• PROVIDED RECORDS:
.....

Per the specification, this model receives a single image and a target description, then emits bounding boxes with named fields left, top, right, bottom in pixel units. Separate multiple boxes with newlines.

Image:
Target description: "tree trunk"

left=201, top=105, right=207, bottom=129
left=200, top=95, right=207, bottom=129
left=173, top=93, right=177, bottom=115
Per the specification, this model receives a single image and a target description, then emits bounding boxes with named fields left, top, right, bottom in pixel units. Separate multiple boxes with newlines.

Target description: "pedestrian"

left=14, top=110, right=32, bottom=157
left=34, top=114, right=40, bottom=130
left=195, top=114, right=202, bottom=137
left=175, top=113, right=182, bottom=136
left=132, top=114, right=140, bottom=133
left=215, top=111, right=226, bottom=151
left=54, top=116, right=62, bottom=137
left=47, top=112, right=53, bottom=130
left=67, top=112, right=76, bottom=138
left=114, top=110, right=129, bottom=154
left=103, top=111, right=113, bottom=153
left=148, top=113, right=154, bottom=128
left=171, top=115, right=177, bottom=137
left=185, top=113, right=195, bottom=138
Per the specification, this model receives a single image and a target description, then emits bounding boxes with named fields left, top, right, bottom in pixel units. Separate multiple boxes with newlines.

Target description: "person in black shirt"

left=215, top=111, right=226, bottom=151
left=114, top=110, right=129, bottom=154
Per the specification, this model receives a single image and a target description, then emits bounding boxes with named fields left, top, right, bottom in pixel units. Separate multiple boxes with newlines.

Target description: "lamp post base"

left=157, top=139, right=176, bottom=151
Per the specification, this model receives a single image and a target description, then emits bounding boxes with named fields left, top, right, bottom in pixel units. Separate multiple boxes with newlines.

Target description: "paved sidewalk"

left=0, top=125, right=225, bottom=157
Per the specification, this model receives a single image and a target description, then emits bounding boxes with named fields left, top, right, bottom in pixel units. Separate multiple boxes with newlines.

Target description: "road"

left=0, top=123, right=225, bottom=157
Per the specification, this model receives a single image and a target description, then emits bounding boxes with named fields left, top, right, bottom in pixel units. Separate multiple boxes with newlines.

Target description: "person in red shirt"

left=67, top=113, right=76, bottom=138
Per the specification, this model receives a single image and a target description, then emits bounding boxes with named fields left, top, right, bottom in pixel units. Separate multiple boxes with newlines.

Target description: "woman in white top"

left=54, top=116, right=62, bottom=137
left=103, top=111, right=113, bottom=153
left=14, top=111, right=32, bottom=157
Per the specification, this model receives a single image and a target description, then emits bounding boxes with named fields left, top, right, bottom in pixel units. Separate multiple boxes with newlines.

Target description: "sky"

.....

• WHAT IS REQUIRED: Would you retype all of the data exactly as shown?

• EXERCISE RESPONSE:
Per the specification, this model receives a single image and a target description, then emits bounding boxes with named fields left, top, right, bottom in pixel units. Separate multiple boxes with newlines.

Image:
Target description: "tree trunk"

left=201, top=105, right=207, bottom=129
left=200, top=95, right=207, bottom=129
left=173, top=93, right=177, bottom=115
Per the specification, this model receives a single image and a target description, then emits bounding boxes with named fields left, top, right, bottom in pixel units. Separate multiple boxes with newlines.

Target description: "pedestrian"

left=14, top=110, right=32, bottom=157
left=34, top=114, right=40, bottom=130
left=195, top=114, right=202, bottom=137
left=175, top=113, right=182, bottom=136
left=132, top=114, right=140, bottom=133
left=215, top=111, right=226, bottom=151
left=54, top=116, right=62, bottom=137
left=47, top=112, right=53, bottom=130
left=67, top=112, right=76, bottom=138
left=114, top=110, right=129, bottom=154
left=103, top=111, right=113, bottom=153
left=148, top=113, right=154, bottom=128
left=171, top=115, right=177, bottom=137
left=185, top=113, right=195, bottom=138
Per the specification, this model receives a single image and a target description, then emits bounding boxes with named fields left, top, right, bottom in pixel units. Separate multiple boxes with newlines.

Target description: "person in black shirt"

left=215, top=111, right=226, bottom=151
left=114, top=110, right=129, bottom=154
Per the specification, this model receives a single image and a target description, then emits bounding boxes with named fields left, top, right, bottom in pixel units. Separate multiple boxes with newlines.

Target description: "lamp post base"

left=157, top=139, right=176, bottom=151
Per the specification, this model receives a single image and a target description, then emits bounding boxes with named fields left, top, right, bottom in pixel units. Separate multiple boxes with newlines.

Target description: "paved sidewalk"

left=0, top=125, right=225, bottom=157
Per the specification, this model receives a single image and a target description, then emits bounding boxes with named fields left, top, right, bottom in pixel units. Separate multiple boxes with newlines.

Target description: "road"

left=0, top=123, right=225, bottom=157
Per the specification, this model receives a single image and a target description, then emits bounding boxes with named fields left, top, right, bottom in pixel units. Separate multiple boxes with newlines.

Target description: "person in red shirt"

left=67, top=113, right=76, bottom=138
Per the specification, this model receives a single image and a target description, then emits bounding boxes with named fields left, top, right, bottom in pixel units. Separate multiple boxes with newlines.

Target description: "woman in white top"

left=54, top=116, right=62, bottom=137
left=103, top=111, right=113, bottom=153
left=14, top=111, right=32, bottom=157
Per the specification, this model receives a single image and a target description, then emits bounding boxes with named fields left, top, right, bottom in pixel units. Separate multiple boxes with newlines.

Target description: "sky"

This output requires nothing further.